WORK INSTRUCTIONS. Rescale everything in the data from the line containing "Return the mask of every instance of the red" down to the line containing "568 388 L 568", both ends included, and write those lines out again with the request text unchanged. Multiply every coordinate and viewBox dimension in the answers by 1.65 and round each result to a whole number, rounding halves up.

MATERIAL PROVIDED.

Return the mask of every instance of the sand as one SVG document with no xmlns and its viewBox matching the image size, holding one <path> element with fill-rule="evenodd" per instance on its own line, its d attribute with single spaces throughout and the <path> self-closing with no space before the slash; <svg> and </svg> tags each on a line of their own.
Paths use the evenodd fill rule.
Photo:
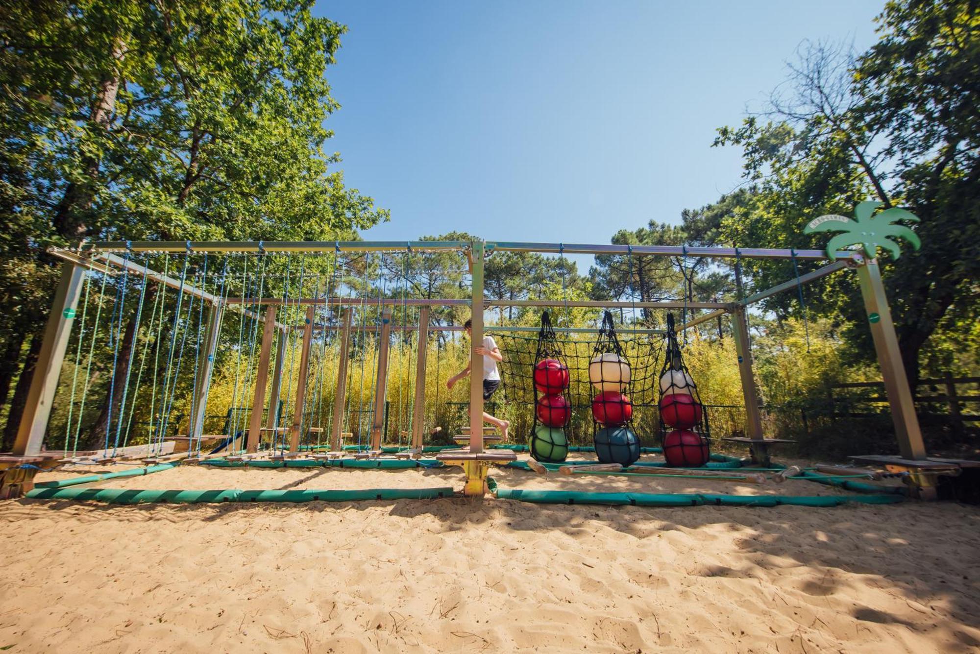
<svg viewBox="0 0 980 654">
<path fill-rule="evenodd" d="M 186 466 L 99 486 L 460 488 L 457 470 Z M 841 492 L 805 482 L 493 474 L 506 488 Z M 22 499 L 0 502 L 0 647 L 9 652 L 980 648 L 980 510 L 953 503 Z"/>
</svg>

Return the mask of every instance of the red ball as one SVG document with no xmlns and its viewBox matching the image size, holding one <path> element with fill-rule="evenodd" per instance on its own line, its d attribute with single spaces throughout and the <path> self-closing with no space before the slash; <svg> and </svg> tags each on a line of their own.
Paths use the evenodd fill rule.
<svg viewBox="0 0 980 654">
<path fill-rule="evenodd" d="M 623 425 L 633 417 L 633 402 L 621 393 L 604 391 L 592 398 L 592 417 L 602 425 Z"/>
<path fill-rule="evenodd" d="M 663 458 L 675 468 L 700 468 L 708 463 L 708 439 L 687 430 L 675 430 L 663 437 Z"/>
<path fill-rule="evenodd" d="M 568 388 L 568 367 L 557 358 L 546 358 L 534 366 L 534 387 L 538 393 L 556 396 Z"/>
<path fill-rule="evenodd" d="M 701 422 L 701 404 L 686 393 L 671 393 L 661 397 L 661 418 L 674 429 L 691 429 Z"/>
<path fill-rule="evenodd" d="M 538 399 L 537 413 L 545 427 L 564 427 L 571 415 L 571 406 L 564 396 L 542 396 Z"/>
</svg>

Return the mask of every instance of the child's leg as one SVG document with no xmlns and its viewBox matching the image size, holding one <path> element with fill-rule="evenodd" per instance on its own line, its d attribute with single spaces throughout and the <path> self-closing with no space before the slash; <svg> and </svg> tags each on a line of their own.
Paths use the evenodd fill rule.
<svg viewBox="0 0 980 654">
<path fill-rule="evenodd" d="M 504 438 L 504 442 L 507 442 L 509 434 L 507 430 L 511 427 L 510 420 L 501 420 L 496 416 L 492 416 L 486 411 L 483 412 L 483 422 L 489 422 L 491 425 L 500 430 L 500 435 Z"/>
</svg>

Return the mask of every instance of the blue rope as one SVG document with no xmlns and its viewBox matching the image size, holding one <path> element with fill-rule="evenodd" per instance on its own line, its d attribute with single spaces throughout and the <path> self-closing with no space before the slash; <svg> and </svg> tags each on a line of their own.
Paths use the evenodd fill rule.
<svg viewBox="0 0 980 654">
<path fill-rule="evenodd" d="M 113 398 L 116 396 L 116 369 L 120 358 L 120 340 L 122 332 L 122 307 L 125 304 L 125 290 L 126 282 L 129 278 L 129 267 L 126 263 L 129 262 L 129 252 L 126 251 L 125 257 L 122 257 L 122 281 L 116 289 L 116 302 L 119 304 L 119 327 L 116 332 L 116 340 L 113 342 L 113 330 L 109 329 L 109 341 L 113 348 L 113 375 L 109 381 L 109 407 L 106 411 L 106 438 L 105 438 L 105 449 L 109 449 L 109 432 L 111 431 L 112 421 L 113 421 Z M 113 318 L 116 317 L 116 307 L 113 307 Z M 118 434 L 118 432 L 117 432 Z M 119 445 L 119 436 L 116 438 L 116 445 Z M 115 448 L 113 451 L 113 456 L 116 455 Z"/>
</svg>

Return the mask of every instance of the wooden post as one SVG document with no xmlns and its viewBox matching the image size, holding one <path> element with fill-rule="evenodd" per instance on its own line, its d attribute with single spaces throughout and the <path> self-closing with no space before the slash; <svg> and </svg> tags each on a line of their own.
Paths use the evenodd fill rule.
<svg viewBox="0 0 980 654">
<path fill-rule="evenodd" d="M 204 302 L 203 300 L 201 302 Z M 187 447 L 191 449 L 194 439 L 204 434 L 204 416 L 208 408 L 208 391 L 211 388 L 211 373 L 215 370 L 215 354 L 218 351 L 218 335 L 221 325 L 224 304 L 214 304 L 208 312 L 208 329 L 204 335 L 204 360 L 194 380 L 194 406 L 191 407 L 190 425 L 187 431 Z"/>
<path fill-rule="evenodd" d="M 333 425 L 330 429 L 330 449 L 340 451 L 340 430 L 344 427 L 344 401 L 347 395 L 347 360 L 351 349 L 350 308 L 341 308 L 342 324 L 340 352 L 337 355 L 337 393 L 333 396 Z"/>
<path fill-rule="evenodd" d="M 275 334 L 275 304 L 266 309 L 266 322 L 262 328 L 262 349 L 259 350 L 259 370 L 255 375 L 255 395 L 252 397 L 252 415 L 248 428 L 246 451 L 259 450 L 262 436 L 262 409 L 266 405 L 266 382 L 269 380 L 269 355 L 272 350 L 272 336 Z M 275 411 L 275 405 L 269 405 L 269 412 Z"/>
<path fill-rule="evenodd" d="M 381 448 L 384 432 L 384 406 L 388 393 L 388 345 L 391 341 L 391 309 L 381 311 L 381 331 L 377 337 L 377 377 L 374 378 L 374 410 L 370 427 L 370 448 Z"/>
<path fill-rule="evenodd" d="M 303 350 L 300 353 L 300 369 L 297 377 L 296 406 L 293 407 L 293 429 L 289 437 L 289 451 L 300 450 L 300 429 L 303 427 L 303 409 L 306 405 L 306 380 L 310 374 L 310 342 L 313 340 L 313 304 L 307 306 L 306 324 L 303 325 Z"/>
<path fill-rule="evenodd" d="M 943 382 L 946 385 L 946 397 L 950 400 L 950 416 L 953 418 L 953 426 L 958 433 L 962 434 L 963 414 L 959 411 L 959 397 L 956 396 L 956 383 L 953 381 L 953 373 L 947 370 L 943 375 Z"/>
<path fill-rule="evenodd" d="M 425 429 L 425 357 L 428 354 L 429 307 L 418 309 L 418 355 L 416 358 L 416 397 L 412 407 L 412 448 L 421 449 Z"/>
<path fill-rule="evenodd" d="M 81 285 L 85 269 L 72 262 L 62 264 L 61 279 L 55 287 L 48 324 L 44 328 L 44 340 L 37 354 L 34 374 L 30 379 L 27 399 L 21 414 L 21 424 L 14 441 L 15 456 L 34 456 L 41 451 L 41 442 L 48 428 L 51 403 L 58 389 L 65 350 L 72 335 L 72 323 L 75 314 L 75 304 L 81 296 Z"/>
<path fill-rule="evenodd" d="M 275 366 L 272 368 L 272 386 L 269 391 L 269 414 L 266 416 L 266 427 L 270 429 L 279 426 L 279 394 L 282 390 L 282 368 L 288 349 L 289 331 L 280 327 L 279 343 L 275 347 Z"/>
<path fill-rule="evenodd" d="M 874 339 L 874 350 L 878 354 L 881 378 L 885 382 L 885 394 L 892 409 L 892 423 L 899 439 L 899 451 L 903 458 L 923 460 L 926 458 L 925 444 L 915 415 L 908 378 L 902 364 L 899 339 L 895 335 L 895 324 L 888 307 L 885 285 L 881 282 L 878 261 L 870 259 L 858 266 L 858 280 L 864 299 L 871 337 Z"/>
<path fill-rule="evenodd" d="M 472 303 L 469 319 L 469 452 L 483 451 L 483 355 L 474 350 L 483 345 L 483 241 L 469 249 L 472 268 Z"/>
</svg>

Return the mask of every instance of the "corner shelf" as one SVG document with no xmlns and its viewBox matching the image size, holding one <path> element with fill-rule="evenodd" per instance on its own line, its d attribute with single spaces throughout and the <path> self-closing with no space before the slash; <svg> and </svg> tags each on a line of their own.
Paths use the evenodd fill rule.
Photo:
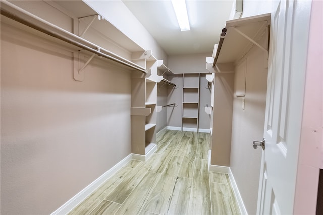
<svg viewBox="0 0 323 215">
<path fill-rule="evenodd" d="M 167 77 L 169 75 L 173 75 L 174 74 L 171 71 L 171 70 L 168 68 L 166 65 L 163 64 L 163 60 L 158 60 L 157 61 L 157 75 L 158 76 L 162 77 L 162 79 L 160 81 L 158 82 L 160 82 L 160 81 L 163 81 L 165 83 L 169 85 L 171 85 L 174 86 L 176 86 L 176 85 L 168 80 L 167 79 L 164 78 L 164 77 Z"/>
<path fill-rule="evenodd" d="M 183 74 L 182 130 L 198 130 L 199 73 Z"/>
</svg>

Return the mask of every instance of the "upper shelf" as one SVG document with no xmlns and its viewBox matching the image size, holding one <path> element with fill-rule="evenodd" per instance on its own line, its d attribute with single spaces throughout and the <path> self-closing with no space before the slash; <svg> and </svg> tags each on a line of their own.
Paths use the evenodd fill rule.
<svg viewBox="0 0 323 215">
<path fill-rule="evenodd" d="M 252 42 L 236 30 L 257 41 L 266 32 L 270 19 L 270 14 L 266 14 L 227 21 L 227 34 L 217 63 L 230 63 L 239 60 L 253 45 Z"/>
<path fill-rule="evenodd" d="M 226 34 L 221 46 L 221 49 L 218 51 L 219 53 L 216 64 L 233 64 L 244 56 L 253 45 L 256 45 L 268 53 L 268 43 L 264 47 L 258 44 L 258 41 L 264 35 L 268 39 L 270 19 L 271 14 L 268 13 L 227 21 L 225 27 Z M 219 46 L 220 46 L 220 45 Z M 207 69 L 211 72 L 214 71 L 212 70 L 209 64 L 213 64 L 214 62 L 211 61 L 212 59 L 214 60 L 214 58 L 217 59 L 216 53 L 219 46 L 214 46 L 213 56 L 207 59 Z M 220 71 L 216 70 L 216 71 Z"/>
<path fill-rule="evenodd" d="M 163 76 L 164 74 L 173 74 L 172 71 L 163 63 L 163 60 L 158 61 L 158 75 L 159 76 Z"/>
<path fill-rule="evenodd" d="M 60 2 L 73 2 L 73 4 L 76 4 L 77 5 L 73 4 L 73 8 L 74 8 L 74 10 L 78 10 L 79 8 L 78 8 L 78 6 L 79 4 L 82 4 L 82 1 Z M 17 2 L 17 3 L 19 3 L 18 2 Z M 84 6 L 84 3 L 83 4 L 83 5 L 81 7 L 83 10 L 80 10 L 80 11 L 83 12 L 82 14 L 88 16 L 89 14 L 93 13 L 93 15 L 94 15 L 94 16 L 96 16 L 96 14 L 97 15 L 97 14 L 95 14 L 95 11 L 91 9 L 89 7 L 87 6 L 86 5 Z M 59 6 L 57 7 L 60 8 Z M 90 41 L 87 40 L 87 39 L 82 38 L 72 32 L 62 28 L 62 27 L 52 24 L 47 21 L 48 19 L 47 19 L 46 17 L 43 17 L 44 16 L 43 16 L 43 17 L 42 18 L 35 15 L 33 14 L 33 13 L 35 12 L 34 11 L 36 10 L 37 8 L 30 9 L 31 10 L 30 11 L 27 11 L 12 3 L 11 2 L 5 0 L 2 1 L 1 7 L 1 15 L 8 17 L 9 19 L 11 19 L 11 21 L 9 20 L 7 18 L 6 19 L 7 22 L 10 23 L 11 24 L 18 25 L 18 24 L 16 23 L 20 23 L 19 25 L 22 24 L 22 25 L 25 26 L 22 28 L 26 30 L 36 33 L 39 36 L 48 38 L 48 39 L 54 41 L 58 43 L 63 44 L 66 46 L 73 48 L 73 50 L 85 50 L 91 52 L 94 54 L 92 55 L 92 57 L 90 58 L 90 59 L 91 59 L 95 55 L 97 55 L 100 57 L 102 57 L 103 58 L 106 58 L 110 60 L 110 62 L 114 62 L 115 63 L 126 66 L 128 68 L 130 67 L 133 70 L 136 70 L 145 74 L 147 73 L 145 68 L 134 63 L 130 60 L 131 56 L 129 57 L 125 57 L 123 56 L 120 56 L 116 54 L 114 52 L 111 51 L 111 50 L 106 49 L 106 47 L 101 47 L 96 44 L 94 44 L 91 41 Z M 58 10 L 59 9 L 58 9 Z M 65 11 L 67 11 L 67 8 L 63 8 L 63 9 L 61 9 L 60 10 L 63 10 Z M 84 12 L 84 11 L 86 11 Z M 69 11 L 69 13 L 73 14 L 74 11 L 71 12 Z M 71 16 L 71 17 L 73 19 L 75 18 L 75 17 L 72 17 L 72 15 Z M 80 16 L 81 16 L 81 15 L 80 15 Z M 92 16 L 91 15 L 91 16 Z M 4 19 L 4 20 L 5 19 Z M 13 22 L 14 22 L 13 21 L 13 20 L 17 21 L 18 23 Z M 109 26 L 109 23 L 107 21 L 104 21 L 104 23 L 106 26 Z M 110 27 L 109 29 L 111 29 L 112 31 L 112 29 L 114 29 L 114 31 L 115 31 L 114 33 L 118 35 L 118 37 L 117 37 L 122 36 L 120 34 L 121 33 L 121 32 L 119 32 L 119 33 L 118 33 L 118 29 L 116 29 L 116 28 L 112 27 L 113 26 L 111 26 L 112 25 L 111 24 L 110 26 L 111 28 Z M 30 28 L 26 28 L 26 26 L 28 26 L 28 27 Z M 19 26 L 19 27 L 20 27 L 21 26 Z M 37 33 L 36 33 L 36 31 L 37 31 Z M 41 32 L 41 33 L 40 34 L 39 32 Z M 114 33 L 111 32 L 109 34 L 115 35 L 115 34 L 114 34 Z M 125 36 L 124 35 L 123 37 Z M 129 41 L 130 40 L 131 40 L 128 38 L 127 41 Z M 133 42 L 132 42 L 132 43 L 133 43 Z M 137 46 L 136 47 L 137 47 L 135 49 L 136 51 L 139 52 L 145 51 L 143 50 L 143 49 L 138 46 Z M 132 49 L 131 51 L 133 51 L 134 49 L 135 49 L 134 48 L 134 49 Z M 88 62 L 87 62 L 87 63 L 88 63 Z M 86 64 L 85 65 L 86 65 Z"/>
</svg>

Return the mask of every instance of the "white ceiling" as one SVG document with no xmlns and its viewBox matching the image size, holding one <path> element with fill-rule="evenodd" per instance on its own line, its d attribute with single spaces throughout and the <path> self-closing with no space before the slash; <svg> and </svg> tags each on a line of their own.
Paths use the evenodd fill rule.
<svg viewBox="0 0 323 215">
<path fill-rule="evenodd" d="M 191 30 L 181 31 L 170 0 L 123 0 L 169 55 L 211 53 L 233 0 L 186 0 Z"/>
</svg>

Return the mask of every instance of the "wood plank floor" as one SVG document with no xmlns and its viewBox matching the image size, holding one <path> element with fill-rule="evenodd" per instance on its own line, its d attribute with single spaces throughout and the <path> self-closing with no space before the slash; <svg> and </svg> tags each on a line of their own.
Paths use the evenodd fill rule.
<svg viewBox="0 0 323 215">
<path fill-rule="evenodd" d="M 240 214 L 228 174 L 209 172 L 209 134 L 166 130 L 69 214 Z"/>
</svg>

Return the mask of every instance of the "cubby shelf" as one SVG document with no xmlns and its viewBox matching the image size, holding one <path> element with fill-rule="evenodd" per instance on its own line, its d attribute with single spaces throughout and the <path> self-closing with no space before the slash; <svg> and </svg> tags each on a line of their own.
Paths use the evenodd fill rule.
<svg viewBox="0 0 323 215">
<path fill-rule="evenodd" d="M 182 130 L 197 131 L 199 101 L 200 74 L 183 74 Z"/>
<path fill-rule="evenodd" d="M 146 124 L 145 126 L 145 130 L 147 131 L 148 130 L 152 128 L 153 127 L 156 126 L 156 124 Z"/>
</svg>

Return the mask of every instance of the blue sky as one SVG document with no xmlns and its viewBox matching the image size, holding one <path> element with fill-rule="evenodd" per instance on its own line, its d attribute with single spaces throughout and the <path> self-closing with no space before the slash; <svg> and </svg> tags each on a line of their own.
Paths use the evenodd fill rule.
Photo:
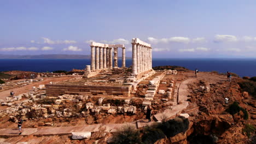
<svg viewBox="0 0 256 144">
<path fill-rule="evenodd" d="M 255 1 L 1 0 L 0 53 L 89 55 L 95 41 L 124 44 L 130 56 L 138 38 L 155 58 L 256 58 L 255 8 Z"/>
</svg>

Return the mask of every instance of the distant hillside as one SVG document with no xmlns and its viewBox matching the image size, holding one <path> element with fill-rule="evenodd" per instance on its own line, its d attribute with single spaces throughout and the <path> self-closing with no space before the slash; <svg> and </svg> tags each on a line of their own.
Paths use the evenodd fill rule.
<svg viewBox="0 0 256 144">
<path fill-rule="evenodd" d="M 119 57 L 121 58 L 121 57 Z M 90 55 L 0 55 L 0 59 L 90 59 Z M 131 58 L 126 58 L 130 59 Z"/>
</svg>

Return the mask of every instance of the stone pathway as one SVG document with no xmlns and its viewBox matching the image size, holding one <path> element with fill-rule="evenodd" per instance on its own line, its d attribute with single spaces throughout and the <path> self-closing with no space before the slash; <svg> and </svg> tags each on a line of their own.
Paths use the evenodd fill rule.
<svg viewBox="0 0 256 144">
<path fill-rule="evenodd" d="M 153 118 L 156 121 L 161 121 L 163 118 L 174 118 L 179 115 L 181 111 L 186 109 L 188 105 L 187 95 L 189 94 L 188 84 L 196 80 L 195 79 L 189 79 L 182 82 L 179 88 L 179 102 L 180 104 L 171 106 L 171 109 L 166 110 L 164 112 L 158 113 L 153 116 Z M 69 134 L 72 132 L 96 132 L 104 131 L 106 132 L 116 132 L 121 130 L 121 128 L 125 125 L 134 127 L 140 128 L 146 125 L 150 125 L 154 122 L 148 122 L 147 119 L 140 119 L 136 122 L 121 124 L 92 124 L 83 125 L 73 127 L 44 127 L 38 128 L 22 128 L 21 135 L 29 135 L 33 134 L 36 136 L 54 135 Z M 0 136 L 15 136 L 19 135 L 19 131 L 17 129 L 0 129 Z"/>
</svg>

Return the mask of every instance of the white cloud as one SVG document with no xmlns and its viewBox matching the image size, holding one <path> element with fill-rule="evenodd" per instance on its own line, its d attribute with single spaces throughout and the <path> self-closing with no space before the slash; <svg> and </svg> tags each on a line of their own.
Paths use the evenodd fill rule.
<svg viewBox="0 0 256 144">
<path fill-rule="evenodd" d="M 235 42 L 238 41 L 236 36 L 232 35 L 215 35 L 216 41 L 219 42 Z"/>
<path fill-rule="evenodd" d="M 169 51 L 170 50 L 167 48 L 153 48 L 152 51 L 159 52 L 159 51 Z"/>
<path fill-rule="evenodd" d="M 241 49 L 238 49 L 238 48 L 229 48 L 229 49 L 226 49 L 225 50 L 225 51 L 240 52 L 240 51 L 241 51 Z"/>
<path fill-rule="evenodd" d="M 188 44 L 190 41 L 189 38 L 182 37 L 172 37 L 169 39 L 170 41 Z"/>
<path fill-rule="evenodd" d="M 126 49 L 127 51 L 132 51 L 132 48 L 131 47 L 129 47 Z"/>
<path fill-rule="evenodd" d="M 53 48 L 49 46 L 44 46 L 42 47 L 41 50 L 43 51 L 48 51 L 53 50 Z"/>
<path fill-rule="evenodd" d="M 0 51 L 36 51 L 39 49 L 36 47 L 26 47 L 24 46 L 20 46 L 17 47 L 8 47 L 8 48 L 2 48 L 0 49 Z"/>
<path fill-rule="evenodd" d="M 74 40 L 51 40 L 49 38 L 42 38 L 44 40 L 44 43 L 48 44 L 75 44 L 77 41 Z"/>
<path fill-rule="evenodd" d="M 196 50 L 199 50 L 199 51 L 207 51 L 210 50 L 210 48 L 206 48 L 206 47 L 196 47 Z"/>
<path fill-rule="evenodd" d="M 18 51 L 25 51 L 27 50 L 27 48 L 24 46 L 21 46 L 21 47 L 16 47 L 16 50 Z"/>
<path fill-rule="evenodd" d="M 29 51 L 37 51 L 38 49 L 39 49 L 38 48 L 36 47 L 31 47 L 27 48 L 27 50 Z"/>
<path fill-rule="evenodd" d="M 179 52 L 194 52 L 195 49 L 179 49 Z"/>
<path fill-rule="evenodd" d="M 63 51 L 81 51 L 82 50 L 81 49 L 78 49 L 77 46 L 69 46 L 67 48 L 65 48 L 63 49 Z"/>
<path fill-rule="evenodd" d="M 169 42 L 176 42 L 176 43 L 189 43 L 190 41 L 190 39 L 189 38 L 182 37 L 171 37 L 170 38 L 162 38 L 160 39 L 157 39 L 153 37 L 148 37 L 148 40 L 149 43 L 153 44 L 158 44 L 158 43 L 165 43 L 167 44 Z"/>
<path fill-rule="evenodd" d="M 148 37 L 148 40 L 152 44 L 157 44 L 159 42 L 159 40 L 157 39 L 155 39 L 153 37 Z"/>
<path fill-rule="evenodd" d="M 2 49 L 0 49 L 0 50 L 2 51 L 12 51 L 16 50 L 16 48 L 15 47 L 2 48 Z"/>
<path fill-rule="evenodd" d="M 112 41 L 102 40 L 101 41 L 110 44 L 128 44 L 129 43 L 127 40 L 123 38 L 114 39 Z"/>
<path fill-rule="evenodd" d="M 205 43 L 206 41 L 206 40 L 203 37 L 196 38 L 192 40 L 193 43 Z"/>
<path fill-rule="evenodd" d="M 95 42 L 95 40 L 86 40 L 85 42 L 85 43 L 91 44 L 91 42 Z M 114 39 L 113 40 L 108 41 L 106 40 L 102 40 L 100 41 L 101 43 L 103 43 L 104 44 L 129 44 L 129 41 L 127 40 L 120 38 L 118 39 Z"/>
<path fill-rule="evenodd" d="M 90 44 L 91 43 L 91 42 L 95 42 L 95 41 L 94 41 L 93 40 L 86 40 L 85 42 L 85 43 Z"/>
</svg>

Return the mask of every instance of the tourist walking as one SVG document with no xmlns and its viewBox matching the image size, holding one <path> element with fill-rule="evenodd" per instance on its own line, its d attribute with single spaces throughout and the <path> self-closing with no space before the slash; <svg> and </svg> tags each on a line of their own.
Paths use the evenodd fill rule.
<svg viewBox="0 0 256 144">
<path fill-rule="evenodd" d="M 14 96 L 14 92 L 13 91 L 11 91 L 10 92 L 10 95 L 11 97 Z"/>
<path fill-rule="evenodd" d="M 146 118 L 148 119 L 149 122 L 151 122 L 151 114 L 152 114 L 152 109 L 150 105 L 148 106 L 148 108 L 147 109 L 147 113 L 146 113 Z"/>
<path fill-rule="evenodd" d="M 198 70 L 197 69 L 196 69 L 195 70 L 195 77 L 197 77 L 197 73 L 198 73 Z"/>
<path fill-rule="evenodd" d="M 19 121 L 17 123 L 18 126 L 18 129 L 19 131 L 20 131 L 20 133 L 19 133 L 19 135 L 21 135 L 22 132 L 21 132 L 21 124 L 22 124 L 23 121 L 21 119 L 21 118 L 19 118 Z"/>
<path fill-rule="evenodd" d="M 229 72 L 228 71 L 226 72 L 226 77 L 228 78 L 228 80 L 230 82 L 231 82 L 231 74 L 230 72 Z"/>
</svg>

REPLY TO THE EXERCISE.
Return the mask of every instance of the red ball as one SVG document with no xmlns and its viewBox matching the image size, holding one <path> element with fill-rule="evenodd" per instance on its own line, its d attribute with single spaces throughout and the <path> self-closing with no space before the slash; <svg> and </svg> tags each on a line of their own.
Paths use the evenodd fill rule.
<svg viewBox="0 0 1617 1079">
<path fill-rule="evenodd" d="M 1028 701 L 1044 688 L 1044 663 L 1025 648 L 997 645 L 977 657 L 977 688 L 993 701 Z"/>
<path fill-rule="evenodd" d="M 1094 756 L 1114 772 L 1155 772 L 1168 764 L 1168 724 L 1134 710 L 1114 710 L 1094 721 Z"/>
<path fill-rule="evenodd" d="M 937 640 L 937 606 L 919 591 L 901 591 L 881 604 L 881 639 L 888 648 L 917 653 Z"/>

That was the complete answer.